> MATERIAL FOR THE TASK:
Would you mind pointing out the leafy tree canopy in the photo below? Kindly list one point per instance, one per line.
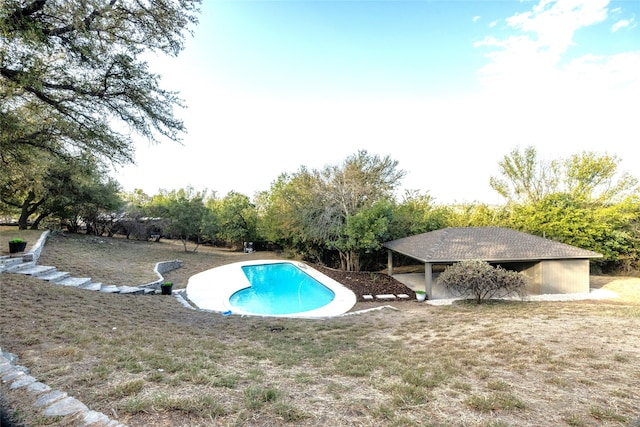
(72, 77)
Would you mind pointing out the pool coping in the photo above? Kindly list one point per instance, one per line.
(211, 289)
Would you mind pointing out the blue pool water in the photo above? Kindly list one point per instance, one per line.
(280, 288)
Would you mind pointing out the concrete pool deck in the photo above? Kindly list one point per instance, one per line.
(211, 290)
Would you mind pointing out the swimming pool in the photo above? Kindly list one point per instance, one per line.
(222, 288)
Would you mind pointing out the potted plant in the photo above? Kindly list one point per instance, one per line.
(166, 288)
(17, 245)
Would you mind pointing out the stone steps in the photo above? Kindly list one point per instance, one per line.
(17, 265)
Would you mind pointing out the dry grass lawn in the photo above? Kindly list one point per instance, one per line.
(149, 361)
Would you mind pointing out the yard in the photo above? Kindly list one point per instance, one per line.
(149, 361)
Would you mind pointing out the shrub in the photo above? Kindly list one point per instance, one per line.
(482, 281)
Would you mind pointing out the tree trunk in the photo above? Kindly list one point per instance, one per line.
(28, 208)
(36, 223)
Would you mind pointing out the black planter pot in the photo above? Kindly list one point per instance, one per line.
(15, 247)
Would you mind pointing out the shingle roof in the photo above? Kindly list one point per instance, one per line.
(486, 243)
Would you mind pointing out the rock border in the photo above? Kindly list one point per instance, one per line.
(53, 403)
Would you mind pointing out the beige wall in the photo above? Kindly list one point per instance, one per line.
(565, 276)
(558, 277)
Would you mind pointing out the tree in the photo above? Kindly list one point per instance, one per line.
(37, 183)
(481, 280)
(524, 177)
(72, 76)
(184, 213)
(417, 214)
(237, 218)
(587, 175)
(591, 176)
(342, 192)
(594, 226)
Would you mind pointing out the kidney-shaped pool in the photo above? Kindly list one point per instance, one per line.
(269, 288)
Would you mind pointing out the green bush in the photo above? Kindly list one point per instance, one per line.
(482, 281)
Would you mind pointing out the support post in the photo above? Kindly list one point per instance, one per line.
(428, 278)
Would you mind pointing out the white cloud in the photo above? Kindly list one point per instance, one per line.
(533, 60)
(624, 23)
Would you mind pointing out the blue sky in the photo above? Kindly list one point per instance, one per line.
(446, 88)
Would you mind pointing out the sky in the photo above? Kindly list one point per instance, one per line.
(446, 88)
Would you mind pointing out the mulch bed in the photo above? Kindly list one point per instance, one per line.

> EXERCISE GOAL:
Convert every line of the listing above into a JSON list of strings, one string per line, with blank lines and the pictures left out.

> TASK OUTPUT:
[
  "Would you mind pointing out the leafy tree canopy in the photo below? Kindly list one point per instance, one per line.",
  "(72, 77)",
  "Would you mind pointing out the pool coping in the photo above? Kindly list one point per instance, one per line.",
  "(211, 289)",
  "Would you mind pointing out the blue pool water in the photo above? Kindly list one point per instance, one per line.",
  "(280, 288)",
  "Would you mind pointing out the concrete pool deck in the photo above? Kindly list one point per instance, one per line.",
  "(211, 290)",
  "Would you mind pointing out the swimming pool in the photo above? Kindly list one point per instance, one per line.",
  "(222, 288)",
  "Would you mind pointing out the potted plant in the photo above? Kindly list one point per instance, one per line.",
  "(166, 288)",
  "(17, 245)",
  "Would you mind pointing out the stone steps in the photo above? Kindly list one point per instance, one per line.",
  "(17, 265)",
  "Would you mind pointing out the dry grass lawn in the photo above? Kindly list one point per instance, one per line.",
  "(149, 361)",
  "Would you mind pointing out the yard in the photo above? Kindly list one point per instance, one per line.",
  "(149, 361)",
  "Would you mind pointing out the shrub in the photo above? Kindly list one point per instance, one per line.",
  "(482, 281)",
  "Would you mind pointing out the tree trunk in the photo above? Kindly list one point per instance, one per line.",
  "(28, 208)",
  "(36, 223)",
  "Would you mind pointing out the black planter pot in the photo above? Kindly list one point per instance, one per line.",
  "(15, 247)",
  "Would you mind pointing out the shingle roof in the photo above? Kindly list one point per instance, one per line.",
  "(486, 243)",
  "Would you mind pointing out the rock border in the photo above? Kindly list one point per instance, one per line.",
  "(53, 403)",
  "Would you mind pointing out the beige wall in the photo above? Kindly list one point per instance, one per line.",
  "(565, 276)",
  "(558, 277)",
  "Would you mind pointing out the tree in the photo above? Kindly list one point per instance, one per line.",
  "(37, 183)",
  "(481, 280)",
  "(524, 177)",
  "(72, 76)",
  "(184, 213)",
  "(417, 214)",
  "(237, 218)",
  "(587, 175)",
  "(591, 176)",
  "(342, 192)",
  "(594, 226)",
  "Would you mind pointing out the kidney-shaped pool in the photo above? Kindly list one point per instance, one per line.",
  "(269, 288)",
  "Would you mind pointing out the green bush in the photo above? Kindly list one point per instance, one per line.",
  "(482, 281)",
  "Would you mind pointing out the support post in the photo above? Kindly list one point per instance, one per line.",
  "(428, 278)",
  "Would you mind pointing out the white cloud in the photo above? Kindly list one point per instance, one per line.",
  "(533, 60)",
  "(624, 23)",
  "Would you mind pointing out the blue sky in the photo above? Kindly list one point per instance, one per line.",
  "(446, 88)",
  "Would you mind pointing out the sky in the photo above? Kindly list one point per instance, one per line.",
  "(446, 88)",
  "Would you mind pointing out the mulch bed in the photo above? Kindly list one point per instance, one per line."
]